▶ _PROBLEM STATEMENT_: Copy out the records below, swapping "thickest part" for "widest part" everywhere it appears and leaving every other part untouched.

▶ _DATASET ROWS_:
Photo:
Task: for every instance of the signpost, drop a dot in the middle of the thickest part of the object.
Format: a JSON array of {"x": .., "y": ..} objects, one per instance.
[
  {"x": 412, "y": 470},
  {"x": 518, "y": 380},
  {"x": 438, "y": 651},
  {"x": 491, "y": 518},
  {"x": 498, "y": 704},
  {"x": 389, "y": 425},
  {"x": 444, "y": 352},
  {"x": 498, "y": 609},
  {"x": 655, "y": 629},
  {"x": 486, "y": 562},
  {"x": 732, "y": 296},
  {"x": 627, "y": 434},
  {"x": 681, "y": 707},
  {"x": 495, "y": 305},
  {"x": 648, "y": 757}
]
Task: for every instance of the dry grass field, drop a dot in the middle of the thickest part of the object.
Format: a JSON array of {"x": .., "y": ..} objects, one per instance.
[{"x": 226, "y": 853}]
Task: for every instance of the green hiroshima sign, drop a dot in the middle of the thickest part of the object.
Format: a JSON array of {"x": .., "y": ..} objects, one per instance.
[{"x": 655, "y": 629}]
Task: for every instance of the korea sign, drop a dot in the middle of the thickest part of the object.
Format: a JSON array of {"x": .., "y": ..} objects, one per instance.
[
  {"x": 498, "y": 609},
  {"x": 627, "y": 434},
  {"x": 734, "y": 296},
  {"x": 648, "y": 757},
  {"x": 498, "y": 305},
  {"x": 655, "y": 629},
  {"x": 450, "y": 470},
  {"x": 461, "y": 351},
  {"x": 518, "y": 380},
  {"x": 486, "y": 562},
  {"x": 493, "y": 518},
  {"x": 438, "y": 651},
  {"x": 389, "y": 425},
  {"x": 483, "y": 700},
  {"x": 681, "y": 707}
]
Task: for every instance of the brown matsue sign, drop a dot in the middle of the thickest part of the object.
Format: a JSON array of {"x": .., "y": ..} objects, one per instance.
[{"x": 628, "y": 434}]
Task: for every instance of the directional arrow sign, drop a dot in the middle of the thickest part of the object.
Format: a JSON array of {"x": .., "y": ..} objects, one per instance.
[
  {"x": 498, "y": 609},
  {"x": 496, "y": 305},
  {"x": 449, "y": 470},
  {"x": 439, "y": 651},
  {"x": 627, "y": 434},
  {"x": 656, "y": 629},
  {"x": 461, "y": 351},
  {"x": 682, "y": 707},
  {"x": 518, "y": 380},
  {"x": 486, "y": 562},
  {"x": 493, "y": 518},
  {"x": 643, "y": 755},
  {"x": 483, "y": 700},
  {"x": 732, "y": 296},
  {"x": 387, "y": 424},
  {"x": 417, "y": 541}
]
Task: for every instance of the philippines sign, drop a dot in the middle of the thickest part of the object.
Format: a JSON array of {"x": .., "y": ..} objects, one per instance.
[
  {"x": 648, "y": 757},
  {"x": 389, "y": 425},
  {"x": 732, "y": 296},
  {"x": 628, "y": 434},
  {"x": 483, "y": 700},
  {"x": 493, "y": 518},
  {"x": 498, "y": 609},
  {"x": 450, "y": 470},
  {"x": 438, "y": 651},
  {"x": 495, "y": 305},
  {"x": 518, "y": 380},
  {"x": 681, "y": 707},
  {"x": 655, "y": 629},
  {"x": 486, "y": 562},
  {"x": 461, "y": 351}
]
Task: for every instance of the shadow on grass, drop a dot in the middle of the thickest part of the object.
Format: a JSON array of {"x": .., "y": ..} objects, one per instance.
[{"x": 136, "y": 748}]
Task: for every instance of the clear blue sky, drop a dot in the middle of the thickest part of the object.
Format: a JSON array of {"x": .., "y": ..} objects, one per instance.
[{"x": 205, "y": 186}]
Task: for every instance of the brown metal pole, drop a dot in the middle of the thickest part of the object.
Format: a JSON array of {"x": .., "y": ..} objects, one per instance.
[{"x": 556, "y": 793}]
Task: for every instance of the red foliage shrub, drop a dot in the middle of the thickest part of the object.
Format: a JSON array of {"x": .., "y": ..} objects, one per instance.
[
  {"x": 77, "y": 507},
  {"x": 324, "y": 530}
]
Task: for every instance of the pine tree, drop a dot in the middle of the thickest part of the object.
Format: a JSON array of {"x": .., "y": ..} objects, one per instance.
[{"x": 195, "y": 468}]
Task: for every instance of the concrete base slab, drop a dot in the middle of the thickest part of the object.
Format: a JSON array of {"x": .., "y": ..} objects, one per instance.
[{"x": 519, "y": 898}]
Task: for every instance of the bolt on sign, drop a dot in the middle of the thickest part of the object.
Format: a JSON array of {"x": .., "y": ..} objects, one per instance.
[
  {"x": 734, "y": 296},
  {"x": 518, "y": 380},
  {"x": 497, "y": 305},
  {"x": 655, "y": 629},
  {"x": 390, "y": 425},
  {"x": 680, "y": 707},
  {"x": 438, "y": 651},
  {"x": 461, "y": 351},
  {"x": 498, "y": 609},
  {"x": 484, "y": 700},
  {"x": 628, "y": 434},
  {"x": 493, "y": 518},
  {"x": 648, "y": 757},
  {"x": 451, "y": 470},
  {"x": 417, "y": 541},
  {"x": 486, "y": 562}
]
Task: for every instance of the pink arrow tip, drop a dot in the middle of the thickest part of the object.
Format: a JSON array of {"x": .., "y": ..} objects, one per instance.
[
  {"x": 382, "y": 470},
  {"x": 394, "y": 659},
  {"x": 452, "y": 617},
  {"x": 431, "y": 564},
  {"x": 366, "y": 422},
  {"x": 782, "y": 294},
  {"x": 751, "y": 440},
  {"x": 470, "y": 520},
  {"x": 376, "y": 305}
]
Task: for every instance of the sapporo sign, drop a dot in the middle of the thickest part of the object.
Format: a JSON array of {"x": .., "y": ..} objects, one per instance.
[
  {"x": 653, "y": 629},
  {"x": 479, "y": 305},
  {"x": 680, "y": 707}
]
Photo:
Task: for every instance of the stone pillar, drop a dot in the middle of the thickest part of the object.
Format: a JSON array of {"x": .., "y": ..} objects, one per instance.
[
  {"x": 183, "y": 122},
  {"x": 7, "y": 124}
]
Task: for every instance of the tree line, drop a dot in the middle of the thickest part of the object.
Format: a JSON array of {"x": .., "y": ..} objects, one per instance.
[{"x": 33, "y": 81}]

▶ _OUTPUT FOR THIS TASK_:
Photo:
Task: for every instance of the signpost, drop a dot in the middle of the widest part of the object.
Format: a JSON array of {"x": .., "y": ..} objects, one per instance.
[
  {"x": 412, "y": 470},
  {"x": 518, "y": 380},
  {"x": 438, "y": 651},
  {"x": 491, "y": 518},
  {"x": 498, "y": 704},
  {"x": 389, "y": 425},
  {"x": 444, "y": 352},
  {"x": 498, "y": 609},
  {"x": 655, "y": 629},
  {"x": 486, "y": 562},
  {"x": 732, "y": 296},
  {"x": 627, "y": 434},
  {"x": 681, "y": 707},
  {"x": 495, "y": 305},
  {"x": 648, "y": 757}
]
Task: for every instance of the dry grass field, drop a dot in the middle of the widest part of the object.
Format: a JSON array of {"x": .., "y": ..} objects, one per instance.
[{"x": 226, "y": 853}]
Task: for every instance of the green hiroshima sign, drop a dot in the middle of the widest part of the object.
Format: a JSON array of {"x": .., "y": ..} objects, one per instance.
[{"x": 655, "y": 629}]
Task: for every instance of the korea sign, drop a dot in the middle of the widest part of the object.
Format: a JSON array of {"x": .., "y": ..} objects, one per instance.
[
  {"x": 498, "y": 609},
  {"x": 627, "y": 434},
  {"x": 734, "y": 296},
  {"x": 648, "y": 757},
  {"x": 498, "y": 305},
  {"x": 655, "y": 629},
  {"x": 450, "y": 470},
  {"x": 461, "y": 351},
  {"x": 518, "y": 380},
  {"x": 486, "y": 562},
  {"x": 493, "y": 518},
  {"x": 438, "y": 651},
  {"x": 389, "y": 425},
  {"x": 483, "y": 700},
  {"x": 681, "y": 707}
]
Task: for every instance of the brown matsue sign, drop a dot in the middle of the widest part of the object.
Format: a JSON array of {"x": .., "y": ..} objects, one per instance.
[{"x": 628, "y": 434}]
Task: for every instance of the directional arrow sign, drop a dot in the middle of the widest part of the object.
Format: a JSON array of {"x": .., "y": ..} objects, one per instance.
[
  {"x": 498, "y": 609},
  {"x": 496, "y": 305},
  {"x": 449, "y": 470},
  {"x": 439, "y": 651},
  {"x": 627, "y": 434},
  {"x": 656, "y": 629},
  {"x": 461, "y": 351},
  {"x": 682, "y": 707},
  {"x": 518, "y": 380},
  {"x": 486, "y": 562},
  {"x": 493, "y": 518},
  {"x": 643, "y": 755},
  {"x": 483, "y": 700},
  {"x": 732, "y": 296},
  {"x": 387, "y": 424},
  {"x": 417, "y": 541}
]
Task: for every instance of the philippines sign, drop a dot in the middle of the widest part of the object.
Format: a JSON array of {"x": .., "y": ..} objects, one per instance.
[
  {"x": 648, "y": 757},
  {"x": 389, "y": 425},
  {"x": 732, "y": 296},
  {"x": 628, "y": 434},
  {"x": 483, "y": 700},
  {"x": 493, "y": 518},
  {"x": 498, "y": 609},
  {"x": 450, "y": 470},
  {"x": 438, "y": 651},
  {"x": 495, "y": 305},
  {"x": 518, "y": 380},
  {"x": 681, "y": 707},
  {"x": 655, "y": 629},
  {"x": 486, "y": 562},
  {"x": 461, "y": 351}
]
Task: for every instance of the shadow on grass, drop a dot in the middle of the widest part of the object.
Format: a JSON array of {"x": .., "y": ..} objects, one per instance.
[{"x": 136, "y": 748}]
Task: for every instance of the clear blue sky, drop a dot in the middle of the widest part of the object.
Format: a JSON array of {"x": .., "y": ..} objects, one per instance.
[{"x": 205, "y": 186}]
Task: for every instance of the brown metal pole, drop a dot in the middle of the widest part of the object.
Format: a JSON array of {"x": .., "y": ..} objects, one per instance.
[{"x": 556, "y": 793}]
Task: for every instance of the red foliage shrub, drop a dot in the middle of the widest part of the object.
Format: a JSON array of {"x": .., "y": ..} objects, one per instance.
[
  {"x": 77, "y": 507},
  {"x": 324, "y": 530}
]
Task: for every instance of the pine tree, drop a dot in the middle of the widest part of the object.
Format: a JSON array of {"x": .., "y": ..} objects, one per instance.
[{"x": 195, "y": 468}]
Task: for every instance of the concrete base slab, drop a dot in the middle of the widest part of the object.
Format: a JSON array of {"x": .., "y": ..} objects, one per instance.
[{"x": 519, "y": 898}]
Task: for every instance of the bolt on sign, drop a dot in the middle of the widest part of the object.
Format: a JSON array of {"x": .., "y": ..} objects, one per instance.
[
  {"x": 734, "y": 296},
  {"x": 518, "y": 380},
  {"x": 497, "y": 305},
  {"x": 655, "y": 629},
  {"x": 390, "y": 425},
  {"x": 680, "y": 707},
  {"x": 438, "y": 651},
  {"x": 461, "y": 351},
  {"x": 498, "y": 609},
  {"x": 484, "y": 700},
  {"x": 628, "y": 434},
  {"x": 493, "y": 518},
  {"x": 648, "y": 757},
  {"x": 451, "y": 470},
  {"x": 417, "y": 541},
  {"x": 486, "y": 562}
]
Task: for every instance of the pink arrow tip, drop a dot in the middle of the widest part of the object.
Format: a JSON array of {"x": .., "y": ..} objects, one per instance.
[
  {"x": 382, "y": 470},
  {"x": 394, "y": 659},
  {"x": 452, "y": 617},
  {"x": 431, "y": 564},
  {"x": 366, "y": 422},
  {"x": 782, "y": 294},
  {"x": 751, "y": 440},
  {"x": 470, "y": 520},
  {"x": 376, "y": 305}
]
Task: for every instance of the sapporo sign, drop a dot in the middle of the widest part of the object.
Format: a JSON array of {"x": .., "y": ..} objects, one per instance.
[
  {"x": 653, "y": 629},
  {"x": 479, "y": 305},
  {"x": 680, "y": 707}
]
Photo:
Task: for every instance of the stone pillar, drop a dot in the middle of the widest part of the object.
Format: a JSON array of {"x": .., "y": ..} objects, one per instance.
[
  {"x": 183, "y": 122},
  {"x": 7, "y": 124}
]
Task: for every instance of the tree line, drop a dot in the middle of the widest part of the object.
Format: a JSON array of {"x": .., "y": ..} objects, one per instance.
[{"x": 33, "y": 81}]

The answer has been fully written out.